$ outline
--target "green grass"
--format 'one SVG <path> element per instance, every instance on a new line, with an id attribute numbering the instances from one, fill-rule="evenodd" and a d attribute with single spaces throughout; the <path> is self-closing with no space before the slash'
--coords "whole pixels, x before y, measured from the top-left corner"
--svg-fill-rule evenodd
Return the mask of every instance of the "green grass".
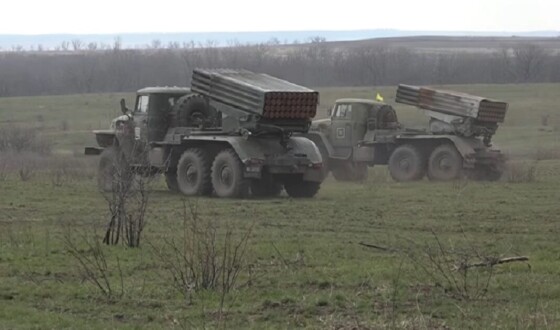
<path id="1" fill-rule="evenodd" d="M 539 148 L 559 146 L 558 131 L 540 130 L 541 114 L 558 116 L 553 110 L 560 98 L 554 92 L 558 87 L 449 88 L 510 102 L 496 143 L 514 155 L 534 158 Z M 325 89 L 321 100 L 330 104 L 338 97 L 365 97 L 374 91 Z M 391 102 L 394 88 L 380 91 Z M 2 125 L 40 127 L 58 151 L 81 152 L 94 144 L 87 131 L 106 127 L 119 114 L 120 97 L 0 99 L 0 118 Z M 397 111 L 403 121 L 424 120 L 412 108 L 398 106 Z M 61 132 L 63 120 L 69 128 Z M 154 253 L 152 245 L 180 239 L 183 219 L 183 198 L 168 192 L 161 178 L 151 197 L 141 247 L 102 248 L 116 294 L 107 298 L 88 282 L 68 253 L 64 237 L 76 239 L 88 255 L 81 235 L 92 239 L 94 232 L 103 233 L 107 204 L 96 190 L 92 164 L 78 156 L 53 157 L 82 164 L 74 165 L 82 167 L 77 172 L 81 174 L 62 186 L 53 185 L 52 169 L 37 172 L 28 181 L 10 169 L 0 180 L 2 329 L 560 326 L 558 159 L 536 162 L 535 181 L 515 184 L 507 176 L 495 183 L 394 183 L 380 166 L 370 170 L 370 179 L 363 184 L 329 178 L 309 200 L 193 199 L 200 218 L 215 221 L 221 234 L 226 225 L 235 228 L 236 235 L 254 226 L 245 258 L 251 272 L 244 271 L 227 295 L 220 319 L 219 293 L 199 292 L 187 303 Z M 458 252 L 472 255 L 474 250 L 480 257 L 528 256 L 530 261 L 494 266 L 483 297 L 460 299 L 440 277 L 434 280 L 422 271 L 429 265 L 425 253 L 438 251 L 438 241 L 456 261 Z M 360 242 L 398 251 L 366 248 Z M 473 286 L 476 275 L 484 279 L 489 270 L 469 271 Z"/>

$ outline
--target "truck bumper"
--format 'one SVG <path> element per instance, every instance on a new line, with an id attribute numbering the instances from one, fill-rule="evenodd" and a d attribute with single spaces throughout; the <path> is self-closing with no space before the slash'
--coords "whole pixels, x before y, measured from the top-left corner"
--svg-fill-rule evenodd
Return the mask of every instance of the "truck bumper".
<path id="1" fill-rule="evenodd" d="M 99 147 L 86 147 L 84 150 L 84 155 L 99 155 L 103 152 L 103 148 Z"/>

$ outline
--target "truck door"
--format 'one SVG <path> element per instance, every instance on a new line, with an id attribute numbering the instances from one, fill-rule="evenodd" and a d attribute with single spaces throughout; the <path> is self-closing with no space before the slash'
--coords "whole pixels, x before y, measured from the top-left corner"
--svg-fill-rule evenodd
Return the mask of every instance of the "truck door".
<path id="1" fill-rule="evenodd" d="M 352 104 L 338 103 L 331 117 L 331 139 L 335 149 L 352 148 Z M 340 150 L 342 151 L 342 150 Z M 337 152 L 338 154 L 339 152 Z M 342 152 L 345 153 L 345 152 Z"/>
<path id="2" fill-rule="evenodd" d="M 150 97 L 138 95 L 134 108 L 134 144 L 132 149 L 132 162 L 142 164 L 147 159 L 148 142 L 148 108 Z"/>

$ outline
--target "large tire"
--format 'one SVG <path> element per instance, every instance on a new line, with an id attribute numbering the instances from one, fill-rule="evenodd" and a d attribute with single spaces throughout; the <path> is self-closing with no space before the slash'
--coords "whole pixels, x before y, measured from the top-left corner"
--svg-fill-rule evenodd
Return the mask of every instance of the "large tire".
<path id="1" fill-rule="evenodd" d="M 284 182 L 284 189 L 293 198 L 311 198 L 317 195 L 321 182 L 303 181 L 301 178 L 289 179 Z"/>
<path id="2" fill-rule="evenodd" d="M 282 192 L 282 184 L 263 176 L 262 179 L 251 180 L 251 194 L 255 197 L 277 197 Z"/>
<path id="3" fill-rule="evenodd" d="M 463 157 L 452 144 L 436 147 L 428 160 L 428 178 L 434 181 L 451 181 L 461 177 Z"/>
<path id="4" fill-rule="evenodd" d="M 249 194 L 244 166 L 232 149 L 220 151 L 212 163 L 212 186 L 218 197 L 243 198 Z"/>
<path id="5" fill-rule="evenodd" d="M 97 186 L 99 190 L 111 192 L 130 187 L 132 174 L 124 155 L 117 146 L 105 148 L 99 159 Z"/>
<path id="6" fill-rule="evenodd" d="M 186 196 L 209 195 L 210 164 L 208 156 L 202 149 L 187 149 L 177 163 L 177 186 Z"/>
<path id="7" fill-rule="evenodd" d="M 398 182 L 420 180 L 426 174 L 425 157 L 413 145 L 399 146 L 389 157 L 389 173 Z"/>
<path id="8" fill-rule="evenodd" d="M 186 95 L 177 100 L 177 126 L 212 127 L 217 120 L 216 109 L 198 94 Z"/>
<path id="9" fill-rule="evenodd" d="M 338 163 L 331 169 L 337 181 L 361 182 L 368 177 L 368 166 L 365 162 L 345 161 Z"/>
━━━━━━━━━━━━━━━━━━━━━━━━━━━━━━
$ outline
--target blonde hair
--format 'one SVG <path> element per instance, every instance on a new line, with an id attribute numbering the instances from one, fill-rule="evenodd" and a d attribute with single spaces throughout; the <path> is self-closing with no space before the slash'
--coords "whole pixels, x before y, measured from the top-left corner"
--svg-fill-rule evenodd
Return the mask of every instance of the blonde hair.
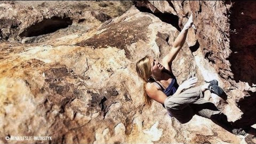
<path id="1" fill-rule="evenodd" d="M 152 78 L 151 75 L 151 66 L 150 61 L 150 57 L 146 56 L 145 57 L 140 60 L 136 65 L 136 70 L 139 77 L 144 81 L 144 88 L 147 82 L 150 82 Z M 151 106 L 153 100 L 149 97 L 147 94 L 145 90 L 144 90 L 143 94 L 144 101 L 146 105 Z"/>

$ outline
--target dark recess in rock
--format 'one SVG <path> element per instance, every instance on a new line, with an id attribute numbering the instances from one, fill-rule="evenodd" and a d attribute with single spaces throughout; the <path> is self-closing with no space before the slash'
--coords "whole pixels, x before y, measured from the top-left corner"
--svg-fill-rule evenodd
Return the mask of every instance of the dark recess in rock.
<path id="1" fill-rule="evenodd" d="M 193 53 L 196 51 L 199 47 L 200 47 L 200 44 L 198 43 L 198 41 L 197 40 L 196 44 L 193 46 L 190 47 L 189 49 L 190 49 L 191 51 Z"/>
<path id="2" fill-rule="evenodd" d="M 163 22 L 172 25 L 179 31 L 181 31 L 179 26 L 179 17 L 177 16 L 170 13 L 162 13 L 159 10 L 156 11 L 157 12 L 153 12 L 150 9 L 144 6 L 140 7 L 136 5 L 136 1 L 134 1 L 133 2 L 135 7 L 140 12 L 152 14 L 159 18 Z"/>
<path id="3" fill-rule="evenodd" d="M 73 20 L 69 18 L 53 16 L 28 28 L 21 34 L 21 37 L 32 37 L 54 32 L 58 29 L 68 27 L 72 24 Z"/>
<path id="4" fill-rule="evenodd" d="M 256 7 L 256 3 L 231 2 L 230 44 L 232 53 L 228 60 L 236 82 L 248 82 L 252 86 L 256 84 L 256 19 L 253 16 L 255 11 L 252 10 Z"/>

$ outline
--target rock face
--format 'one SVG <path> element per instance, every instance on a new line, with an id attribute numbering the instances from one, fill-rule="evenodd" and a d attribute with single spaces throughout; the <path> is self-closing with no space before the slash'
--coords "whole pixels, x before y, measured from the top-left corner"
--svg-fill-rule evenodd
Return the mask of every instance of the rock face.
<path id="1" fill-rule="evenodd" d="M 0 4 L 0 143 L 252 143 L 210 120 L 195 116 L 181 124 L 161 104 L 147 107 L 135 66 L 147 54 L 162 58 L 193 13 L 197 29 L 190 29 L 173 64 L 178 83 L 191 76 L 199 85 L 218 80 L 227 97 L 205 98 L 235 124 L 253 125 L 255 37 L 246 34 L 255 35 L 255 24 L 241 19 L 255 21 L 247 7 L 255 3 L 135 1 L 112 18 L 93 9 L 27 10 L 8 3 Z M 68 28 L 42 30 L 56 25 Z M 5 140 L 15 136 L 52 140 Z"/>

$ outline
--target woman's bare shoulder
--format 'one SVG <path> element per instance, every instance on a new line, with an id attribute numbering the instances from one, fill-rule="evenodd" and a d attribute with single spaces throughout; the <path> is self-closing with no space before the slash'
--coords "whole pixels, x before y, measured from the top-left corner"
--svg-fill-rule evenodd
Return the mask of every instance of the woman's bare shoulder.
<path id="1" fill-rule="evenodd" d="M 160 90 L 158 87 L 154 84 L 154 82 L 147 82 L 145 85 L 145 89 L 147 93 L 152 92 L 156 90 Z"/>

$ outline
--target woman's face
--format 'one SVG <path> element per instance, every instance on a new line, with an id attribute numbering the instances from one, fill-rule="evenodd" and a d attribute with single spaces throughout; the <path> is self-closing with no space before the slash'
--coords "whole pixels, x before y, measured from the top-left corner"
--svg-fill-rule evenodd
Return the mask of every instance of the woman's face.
━━━━━━━━━━━━━━━━━━━━━━━━━━━━━━
PERSYARATAN:
Temukan semua baris dalam catatan di atas yang memuat kata "shoulder", lalu salin setiap baris tersebut.

JAWABAN TERTULIS:
--target woman's bare shoulder
Return the mask of every instance of the woman's bare shoulder.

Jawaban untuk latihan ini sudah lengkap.